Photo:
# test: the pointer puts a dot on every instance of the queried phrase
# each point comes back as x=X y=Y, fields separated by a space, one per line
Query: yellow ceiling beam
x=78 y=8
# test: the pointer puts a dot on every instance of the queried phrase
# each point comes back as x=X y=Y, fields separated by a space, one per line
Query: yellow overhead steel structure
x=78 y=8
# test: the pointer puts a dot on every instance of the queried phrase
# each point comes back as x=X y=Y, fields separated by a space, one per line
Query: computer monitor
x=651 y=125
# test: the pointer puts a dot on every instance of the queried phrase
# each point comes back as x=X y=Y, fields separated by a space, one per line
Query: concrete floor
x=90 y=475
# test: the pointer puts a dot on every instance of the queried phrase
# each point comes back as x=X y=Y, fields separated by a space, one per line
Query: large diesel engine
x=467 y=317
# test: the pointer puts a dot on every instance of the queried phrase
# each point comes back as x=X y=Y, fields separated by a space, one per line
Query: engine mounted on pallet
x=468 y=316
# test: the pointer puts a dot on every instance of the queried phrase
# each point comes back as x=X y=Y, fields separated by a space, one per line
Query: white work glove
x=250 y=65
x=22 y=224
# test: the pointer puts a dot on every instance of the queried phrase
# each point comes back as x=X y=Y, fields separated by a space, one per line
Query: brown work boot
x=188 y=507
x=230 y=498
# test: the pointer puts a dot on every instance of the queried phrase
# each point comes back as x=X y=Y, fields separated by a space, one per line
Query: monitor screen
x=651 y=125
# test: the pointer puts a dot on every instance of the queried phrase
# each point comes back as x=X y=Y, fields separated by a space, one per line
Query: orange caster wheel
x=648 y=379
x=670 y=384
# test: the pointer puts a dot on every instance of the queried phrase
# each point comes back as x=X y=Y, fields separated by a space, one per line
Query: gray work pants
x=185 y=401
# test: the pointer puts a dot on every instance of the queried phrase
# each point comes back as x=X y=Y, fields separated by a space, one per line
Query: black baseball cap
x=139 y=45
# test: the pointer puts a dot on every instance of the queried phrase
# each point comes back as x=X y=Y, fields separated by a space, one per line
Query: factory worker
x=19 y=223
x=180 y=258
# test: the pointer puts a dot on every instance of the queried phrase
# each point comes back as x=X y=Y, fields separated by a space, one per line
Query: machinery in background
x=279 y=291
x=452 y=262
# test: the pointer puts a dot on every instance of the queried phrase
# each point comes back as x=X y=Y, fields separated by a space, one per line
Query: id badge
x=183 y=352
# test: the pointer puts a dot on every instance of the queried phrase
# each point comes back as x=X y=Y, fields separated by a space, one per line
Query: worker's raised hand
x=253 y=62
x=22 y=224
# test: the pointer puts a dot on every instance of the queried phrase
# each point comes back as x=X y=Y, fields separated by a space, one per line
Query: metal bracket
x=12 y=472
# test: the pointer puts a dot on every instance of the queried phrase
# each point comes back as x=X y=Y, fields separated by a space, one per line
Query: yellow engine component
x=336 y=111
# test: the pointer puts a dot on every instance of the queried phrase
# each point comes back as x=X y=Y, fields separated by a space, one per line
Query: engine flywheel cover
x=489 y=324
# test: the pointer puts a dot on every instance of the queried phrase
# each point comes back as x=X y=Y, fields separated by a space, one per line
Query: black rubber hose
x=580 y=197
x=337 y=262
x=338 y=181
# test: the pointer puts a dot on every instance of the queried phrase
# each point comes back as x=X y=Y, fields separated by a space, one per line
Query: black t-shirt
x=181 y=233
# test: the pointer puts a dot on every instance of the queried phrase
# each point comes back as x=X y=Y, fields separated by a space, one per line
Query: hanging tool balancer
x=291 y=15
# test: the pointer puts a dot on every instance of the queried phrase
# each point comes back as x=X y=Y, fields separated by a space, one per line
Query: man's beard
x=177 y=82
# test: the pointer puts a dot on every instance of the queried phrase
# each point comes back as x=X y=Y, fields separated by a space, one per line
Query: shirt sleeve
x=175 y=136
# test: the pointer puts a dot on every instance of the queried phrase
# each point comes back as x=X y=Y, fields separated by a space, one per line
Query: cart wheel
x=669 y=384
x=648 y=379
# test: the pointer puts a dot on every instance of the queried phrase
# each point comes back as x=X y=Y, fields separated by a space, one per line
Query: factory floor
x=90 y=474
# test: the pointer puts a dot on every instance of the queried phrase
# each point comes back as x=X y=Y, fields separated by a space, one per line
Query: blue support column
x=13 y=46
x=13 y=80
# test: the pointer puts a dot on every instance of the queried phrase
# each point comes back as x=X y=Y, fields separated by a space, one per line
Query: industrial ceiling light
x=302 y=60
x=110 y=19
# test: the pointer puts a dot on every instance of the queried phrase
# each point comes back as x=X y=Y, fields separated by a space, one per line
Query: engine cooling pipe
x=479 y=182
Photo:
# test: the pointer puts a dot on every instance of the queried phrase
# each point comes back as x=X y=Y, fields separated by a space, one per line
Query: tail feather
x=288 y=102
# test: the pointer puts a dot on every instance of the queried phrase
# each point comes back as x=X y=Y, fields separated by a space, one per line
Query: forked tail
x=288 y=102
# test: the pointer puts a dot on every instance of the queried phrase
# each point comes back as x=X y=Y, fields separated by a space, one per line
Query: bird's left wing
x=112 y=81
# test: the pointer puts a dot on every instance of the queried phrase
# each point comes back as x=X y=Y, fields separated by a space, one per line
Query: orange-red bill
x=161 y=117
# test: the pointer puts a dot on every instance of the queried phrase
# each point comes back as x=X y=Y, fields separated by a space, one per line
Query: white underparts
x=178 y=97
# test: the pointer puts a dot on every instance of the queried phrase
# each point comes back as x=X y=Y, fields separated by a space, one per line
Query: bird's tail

+-------+

**WHAT THIS TASK INVOLVES**
Each record should come back exactly as written.

**SOLUTION FOR THIS PROBLEM**
Photo:
# test: the pointer puts a dot on every instance of the queried phrase
# each point comes back as x=X y=Y, fields separated by a space, one per line
Query: yellow ceiling beam
x=78 y=8
# test: the pointer puts a dot on every instance of the queried phrase
# each point comes back as x=X y=Y, fields separated by a space, one per line
Query: yellow overhead steel structure
x=78 y=8
# test: the pointer puts a dot on every instance of the queried phrase
# each point comes back as x=X y=Y, fields separated by a space, one per line
Query: computer monitor
x=651 y=125
# test: the pointer puts a dot on every instance of the queried phrase
# each point comes back as x=X y=Y, fields separated by a space, one per line
Query: concrete floor
x=90 y=475
# test: the pointer puts a dot on every instance of the queried phrase
# each point comes back as x=X y=Y, fields separated by a space, one per line
Query: large diesel engine
x=467 y=317
# test: the pointer puts a dot on every instance of the queried phrase
# each point comes back as x=X y=Y, fields separated by a space, one per line
Query: engine mounted on pallet
x=468 y=316
# test: the pointer puts a dot on every instance of the queried phrase
# each point comes back as x=X y=Y, fields separated by a space, one per line
Query: white work glove
x=250 y=65
x=22 y=224
# test: the pointer puts a dot on every instance of the queried phrase
# each point comes back as x=X y=Y, fields separated by a space, one per line
Query: brown work boot
x=188 y=507
x=230 y=498
# test: the pointer puts a dot on every instance of the queried phrase
# each point comes back as x=X y=Y, fields separated by a space, one per line
Query: monitor screen
x=651 y=125
# test: the pointer puts a dot on every instance of the queried phrase
# each point comes back as x=X y=Y, fields separated by a space, one per line
Query: orange caster wheel
x=648 y=379
x=670 y=384
# test: the pointer puts a dot on every instance of the queried phrase
# each point comes back as x=X y=Y, fields separated by a space, one per line
Query: gray work pants
x=185 y=401
# test: the pointer puts a dot on every instance of the queried phrase
# each point comes back as x=X y=Y, fields separated by a space, one per line
Query: black baseball cap
x=139 y=45
# test: the pointer puts a dot on every instance of the queried phrase
# each point comes back as x=X y=Y, fields separated by a space, one per line
Query: factory worker
x=19 y=223
x=180 y=258
# test: the pointer puts a dot on every instance of the queried phrase
# each point comes back as x=X y=Y, fields separated by a space, one per line
Query: machinery in background
x=279 y=291
x=452 y=262
# test: the pointer puts a dot on every instance of the queried phrase
# each point comes back as x=X y=Y, fields separated by a space, one per line
Query: id badge
x=183 y=352
# test: the pointer puts a dot on every instance of the queried phrase
# each point comes back as x=X y=Y, fields separated by a space, one per line
Query: worker's raised hand
x=253 y=62
x=22 y=224
# test: the pointer puts a dot on every instance of the queried phrase
# each point comes back as x=X y=Y, fields separated by a space, one per line
Query: metal bracket
x=12 y=472
# test: the pointer puts a dot on every instance of the queried phrase
# each point comes back as x=X y=Y, fields separated by a space, one per line
Query: yellow engine component
x=336 y=111
# test: the pointer puts a dot on every instance of the queried phrase
# each point comes back as x=X y=Y, fields separated by a space, one per line
Query: engine flywheel cover
x=489 y=324
# test: the pointer puts a dot on every instance of the queried phrase
# each point comes back as x=X y=Y, fields separated by a space, one per line
Query: black rubber hose
x=580 y=197
x=337 y=262
x=338 y=181
# test: the pointer puts a dot on every instance of the queried phrase
# each point comes back as x=X y=Y, fields separated by a space, one per line
Query: black t-shirt
x=181 y=233
# test: the pointer puts a dot on every instance of the queried phrase
# each point comes back as x=X y=Y, fields separated by a space, one per line
Query: hanging tool balancer
x=291 y=15
# test: the pointer puts a dot on every instance of the queried phrase
# each point comes back as x=X y=Y, fields separated by a space, one per line
Query: man's beard
x=177 y=82
# test: the pointer puts a dot on every instance of the queried phrase
# each point comes back as x=X y=Y, fields separated by a space, one per line
Query: shirt sleeve
x=175 y=136
# test: the pointer puts a dot on every instance of the queried phrase
# each point comes back as x=X y=Y, fields separated by a space, one per line
Query: cart wheel
x=669 y=384
x=648 y=379
# test: the pointer puts a dot on every instance of the queried phrase
# each point comes back as x=X y=Y, fields separated by a space, one per line
Query: factory floor
x=90 y=474
# test: the pointer puts a dot on every instance of the queried phrase
# each point comes back as x=X y=Y, fields separated by a space, one per line
Query: blue support column
x=13 y=46
x=13 y=80
# test: the pointer puts a dot on every instance of the queried phrase
# each point comes back as x=X y=Y, fields separated by a space, one per line
Query: industrial ceiling light
x=302 y=60
x=110 y=19
# test: the pointer puts a dot on every instance of the queried phrase
# each point comes back as x=X y=Y, fields separated by a space, one per line
Query: engine cooling pipe
x=479 y=182
Photo:
# test: the pointer puts a dot on every instance of the queried phrase
# each point comes back as x=X y=Y, fields separated by a space, one per line
Query: tail feather
x=288 y=102
# test: the pointer puts a dot on every instance of the queried phrase
# each point comes back as x=X y=Y, fields separated by a space, one per line
Query: forked tail
x=288 y=102
# test: the pointer puts a dot on every instance of the queried phrase
# each point comes back as x=X y=Y, fields separated by a space, one per line
Query: bird's left wing
x=112 y=81
# test: the pointer puts a dot on every instance of the queried phrase
# each point comes back as x=X y=Y, fields separated by a space, one per line
Query: orange-red bill
x=161 y=117
# test: the pointer puts a dot on every instance of the queried phrase
# each point comes back as x=X y=Y, fields separated by a space, one per line
Query: white underparts
x=178 y=97
# test: the pointer puts a dot on every instance of the queried phrase
# each point comes back as x=X y=Y, fields separated by a space, one per line
Query: bird's tail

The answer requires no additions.